COMPLETE O SEGUINTE ->
1. No trecho sobre Mercedes Ponce de León, o que a levou a começar a se desconstruir em relação à cannabis? Explique em até três frases.
2. Enumere todos os temas que, segundo o trecho sobre Mercedes Ponce de León, ela compartilhou com a Cannalize na conversa por telefone.
3. Redija a continuação da entrevista com Mercedes Ponce de León a partir do ponto em que o texto termina.

TRECHO PARA LEITURA ->
^^^^^^^^
E esta presença se mantém ativa e personificada na pele de Mercedes Ponce de León, a mulher por trás do corre.

A uruguaia que não se contentou em apenas vencer a luta pela legalização em seu país e hoje está na linha de frente deste projeto considerado um sucesso no país.

Mesmo com muito a comemorar, Mercedes segue atenta para os novos desafios trazidos por suas conquistas.

Em uma frutífera conversa pelo telefone, a diretora geral da Expocannabis dividiu com a Cannalize um pouco de seus pensamentos sobre o futuro da cannabis no mundo, os entraves da mentalidade proibicionista mesmo diante da legalização, a importância de uma postura de rebeldia e a defesa da natureza como um ecossistema integrado. 

Leia abaixo a íntegra da entrevista

Cannalize: Como a cannabis inspira o seu trabalho e de tantas pessoas unidas por este mercado em expansão?

Mercedes Ponce de León: A cannabis me inspira há muito tempo, a primeira vez foi no plano pessoal, quando comecei a consumir. Eu tinha muito medo, a planta era tida como algo ruim, e quando, para minha surpresa, eu me senti bem, comecei a me desconstruir. Isso me fez investigar, me informar e conhecer melhor a história da planta. Consegui transformar a visão negativa que eu tinha para outra muito mais esperançosa, e daí nasceu minha inspiração.
^^^^^^^^
BLOCO DE DADOS ->
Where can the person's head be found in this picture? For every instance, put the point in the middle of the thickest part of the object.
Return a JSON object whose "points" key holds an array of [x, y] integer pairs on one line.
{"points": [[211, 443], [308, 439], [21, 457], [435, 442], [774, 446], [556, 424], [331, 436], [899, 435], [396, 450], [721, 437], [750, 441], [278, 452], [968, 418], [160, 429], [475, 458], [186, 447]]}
^^^^^^^^
LISTA DE RESPOSTAS ->
1. Ela tinha muito medo da planta, que era tida como algo ruim, mas, para sua surpresa, sentiu-se bem ao começar a consumi-la. Essa experiência a levou a se desconstruir e, depois, a investigar, informar-se e conhecer melhor a história da planta.

2.
- O futuro da cannabis no mundo
- Os entraves da mentalidade proibicionista mesmo diante da legalização
- A importância de uma postura de rebeldia
- A defesa da natureza como um ecossistema integrado

3.
A rebeldia também entra nisso, por ver uma entidade tão poderosa ser proibida ou deturpada pelo capitalismo. A cannabis nos dá uma oportunidade de regeneração do planeta, por ter cultivo carbono-positivo, por promover a regeneração do solo, por gerar biomassa, por ter raízes que limpam os cursos de água subterrâneos… então hoje isso é uma grande inspiração no meu trabalho, pois promovemos a educação e a informação sobre esta planta, com projetos que contribuam para o desenvolvimento sustentável de uma indústria que transmute e sobreviva às mudanças que estamos passando.

C: Realmente a cannabis é muito versátil, capaz de mudar positivamente em vários aspectos…

M: Sim, e não somente na saúde que é verdadeiramente potencial, mas é uma planta muito generosa cuja matéria-prima tem aplicação em muitas indústrias. Quando eu comecei a consumir, nem imaginava isso. Mas depois que investiguei, descobri um potencial tão grande que virou meu prazer. Não foi difícil para eu reivindicar essa planta sagrada com potencial para ajudar em muitas áreas da nossa vida hoje.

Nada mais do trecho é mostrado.